Retype every entry in its entirety, without alteration.

Start of Data excerpts

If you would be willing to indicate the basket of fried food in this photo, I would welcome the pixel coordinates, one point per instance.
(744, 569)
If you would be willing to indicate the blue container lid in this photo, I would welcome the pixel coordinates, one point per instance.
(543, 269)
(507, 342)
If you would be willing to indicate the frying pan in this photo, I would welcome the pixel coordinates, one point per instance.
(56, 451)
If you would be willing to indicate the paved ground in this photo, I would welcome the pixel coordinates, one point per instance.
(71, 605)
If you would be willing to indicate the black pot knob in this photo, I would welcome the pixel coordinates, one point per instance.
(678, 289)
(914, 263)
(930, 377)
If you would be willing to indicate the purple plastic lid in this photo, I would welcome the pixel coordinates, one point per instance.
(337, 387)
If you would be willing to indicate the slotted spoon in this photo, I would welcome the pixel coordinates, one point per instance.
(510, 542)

End of Data excerpts

Result:
If you would be willing to indicate the basket of fried food in this photo, I would welcome the pixel coordinates, one point per instance.
(744, 569)
If you would be willing to indicate the blue container lid in this photo, I would welcome the pixel coordinates, one point per instance.
(543, 269)
(507, 342)
If you would be willing to indicate the frying pan in this photo, I would welcome the pixel coordinates, one point per instance.
(56, 451)
If you would be willing to indicate the paved ground in this photo, I would welcome the pixel coordinates, one point per instance.
(71, 605)
If you would be willing to indicate the black pot knob in this photo, I would welcome the pixel coordinates, one point per instance.
(678, 289)
(914, 263)
(930, 377)
If you would be willing to indicate the purple plastic lid in this photo, I would welcome the pixel coordinates, one point per instance.
(337, 387)
If you would be willing to indicate the slotted spoon in this photo, I would welcome the pixel coordinates, one point per instance.
(510, 542)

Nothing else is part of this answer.